> [Set problem 1]
Copy the passage of the trajectory optimization documentation that begins at "Represents the dynamics" and ends at "and Hessian computations.".

Represents the dynamics of a trajectory optimization problem through integrators.

This structure encapsulates the dynamics constraints that enforce consistency between consecutive time steps in the trajectory. It uses integrators to define how the state evolves from one time step to the next and provides automatic differentiation support through Jacobian and Hessian computations.

Fields

• F!::Function: In-place function computing dynamics violations δ = f(zₖ, zₖ₊₁)
• ∂F!::Function: In-place function computing Jacobian of dynamics
• ∂fs::Vector{SparseMatrixCSC}: Cached Jacobian matrices for each time step
• μ∂²F!::Function: In-place function computing Hessian of Lagrangian
• μ∂²fs::Vector{SparseMatrixCSC}: Cached Hessian matrices for each time step
• μ∂²F_structure::SparseMatrixCSC: Sparsity structure of full trajectory Hessian
• dim::Int: Total dimension of dynamics (sum of all integrator state dimensions)

Constructor

TrajectoryDynamics(
    integrators::Vector{<:AbstractIntegrator},
    traj::NamedTrajectory;
    verbose=false
)

Create trajectory dynamics from integrators and a trajectory structure.

Example

G = rand(2, 2)
integrator = BilinearIntegrator(G, traj, :x, :u)
dynamics = TrajectoryDynamics(integrator, traj)

mutable struct DirectTrajOptProblem

A direct trajectory optimization problem containing all information needed for setup and solution.

Fields

• trajectory::NamedTrajectory: The trajectory containing optimization variables and data
• objective::Objective: The objective function to minimize
• dynamics::TrajectoryDynamics: The system dynamics (integrators)
• constraints::Vector{<:AbstractConstraint}: Constraints on the trajectory

Constructors

DirectTrajOptProblem(
    traj::NamedTrajectory,
    obj::Objective,
    integrators::Vector{<:AbstractIntegrator};
    constraints::Vector{<:AbstractConstraint}=AbstractConstraint[]
)

Create a problem from a trajectory, objective, and integrators. Trajectory constraints (initial, final, bounds) are automatically extracted and added to the constraint list.

> [Dataset rows]
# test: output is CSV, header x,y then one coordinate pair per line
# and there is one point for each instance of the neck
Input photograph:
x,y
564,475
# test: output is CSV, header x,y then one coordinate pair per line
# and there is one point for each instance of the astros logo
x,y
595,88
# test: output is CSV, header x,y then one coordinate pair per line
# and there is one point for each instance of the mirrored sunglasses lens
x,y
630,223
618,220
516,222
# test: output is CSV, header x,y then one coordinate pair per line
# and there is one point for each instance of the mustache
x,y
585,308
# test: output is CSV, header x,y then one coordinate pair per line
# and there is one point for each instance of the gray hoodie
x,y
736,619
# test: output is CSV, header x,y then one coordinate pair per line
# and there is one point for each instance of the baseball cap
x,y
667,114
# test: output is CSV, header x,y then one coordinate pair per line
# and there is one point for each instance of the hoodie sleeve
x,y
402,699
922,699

> [Set problem 2]
How many lines in the rows contain the string "point"? Reply with the number only.

> [Task output 1]
Represents the dynamics of a trajectory optimization problem through integrators.

This structure encapsulates the dynamics constraints that enforce consistency between consecutive time steps in the trajectory. It uses integrators to define how the state evolves from one time step to the next and provides automatic differentiation support through Jacobian and Hessian computations.

> [Task output 2]
7